**EXTRAIT**
L’obscur business des cours à domicile

Prêts à tous les efforts financiers pour la scolarité de leurs enfants, les parents se précipitent sur les organismes de cours à domicile. A quel prix ? Avec quelles garanties ? Par Alice Buckler.

L’école a repris depuis quelques semaines, et avec elle le commerce juteux des cours à domicile : Domicours, Keepschool, Cours Gallien et bien sur le géant Acadomia sont prêts à vous offrir « un soutien scolaire efficace adapté à tous les niveaux », des professeurs expérimentés, pour un coût (après réduction d’impôts) dérisoire ou presque.

Qu’en est-il réellement ? Nous avons enquêté pour percer le système de fonctionnement de ces organismes de soutien scolaire…

  • Une catégorie socioprofessionnelle plutôt élevée

Afin de faciliter l’essor des services à la personne, le gouvernement a mis en place la réduction d’impôt, qui permet de déduire 50% des frais engagés. Malgré ce coup de pouce (qui ne va peut-être pas durer…), tout le monde ne peut pas se permettre de faire appel à eux : « Mon fils qui est en CM1 a des difficultés d’apprentissage, nous explique Monique, je souhaitais qu’il ait un coup de pouce. Après m’être renseigné auprès d’une agence je me suis finalement dirigé vers une lycéenne qui vient à la maison le mercredi. On la paie 8€, contre 30€ si j’étais passée par l’agence ! C’était hors budget pour nous… » En effet, on imagine bien qu’à ce tarif-là, les familles aux revenus moyens sont hors cible de ces sociétés…

  • Un recrutement bien organisé

Officiellement, le recrutement s’effectue à la licence, soit bac+3. Une garantie d’un certain niveau intellectuel pour le recruteur, un diplôme rassurant pour les parents. « Inscrite depuis ma licence, je n’ai été appelé que lorsque j’ai mentionné sur mon dossier mon admission au concours de prof des écoles», nous raconte Julie, 25 ans. Elle nous a ouvert les portes de son entretien d’embauche :

« L’entretien se déroule en deux étapes : on vérifie les informations de mon profil, puis on fait une mise en situation de 15 minutes. Le recruteur joue le rôle de l’élève et te dit qu’il n’a pas compris telle situation à l’école (pour moi c’était un exercice sur la proportionnalité), il te demande comment tu t’y prends pour que l’élève comprenne. A l’issu de cet exercice il te dit si c’est bon ou pas. Je suis allée dans une salle où il t’explique comment travaille cette agence : comment on te trouve un élève, comment tu t’y prends, comment remplir tes coupons, puis tu t’en vas et tu attends un coup de téléphone ! ».

**CONSIGNE**
Reprenez l'extrait sur le business des cours à domicile juste après le témoignage de Julie, et poursuivez-le dans le même ton.

**DONNÉES FOURNIES**
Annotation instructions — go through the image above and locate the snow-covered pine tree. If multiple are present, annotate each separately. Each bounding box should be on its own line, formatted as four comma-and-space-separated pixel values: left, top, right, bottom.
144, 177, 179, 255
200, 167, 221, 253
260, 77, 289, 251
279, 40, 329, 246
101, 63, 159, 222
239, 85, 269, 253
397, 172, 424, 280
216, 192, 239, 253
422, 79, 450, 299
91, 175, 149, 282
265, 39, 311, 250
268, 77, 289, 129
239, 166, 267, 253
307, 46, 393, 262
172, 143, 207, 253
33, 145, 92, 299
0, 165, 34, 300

**RÉPONSE À LA CONSIGNE**
Un recrutement plutôt bien ficelé, loin des fantaisistes petites annonces qui promettent toutes une personne expérimentée, motivée, dynamique, un profil parfois très éloigné de la réalité… Cependant, comme dans tout service à domicile, l’impression du client est aussi importante que celle du recruteur.

  • Quelle efficacité pour les élèves ?

Acadomia a mis en place à la rentrée dernière un slogan qui fait mouche : « Bachelier ou remboursé » ! Selon le Parisien, 20% des 100 000 élèves faisant appel à cette agence sont élèves de terminale. « On se positionne sur le résultat, ce que l’école ne permet pas… » explique Philippe Coléon, PDG de la société. Les clauses restrictives sont cependant assez floues, l’élève devant suivre tous les programmes, et n’avoir aucune absence…

Un professeur des écoles un peu dépité par cette marchandisation de l’éducation nous confie : « Prendre des cours particuliers ne donne pas un ticket d’entrée en classe supérieur. Cependant, travailler 2 à 3 heures par semaine en tête à tête sur ses points faibles ne peut être que bénéfique. C’est ce que tente plus ou moins de mettre en place l’éducation nationale avec les 2 heures d’aide individuelle personnalisée, mais nous ne pouvons pas rivaliser avec ces boîtes à résultats… »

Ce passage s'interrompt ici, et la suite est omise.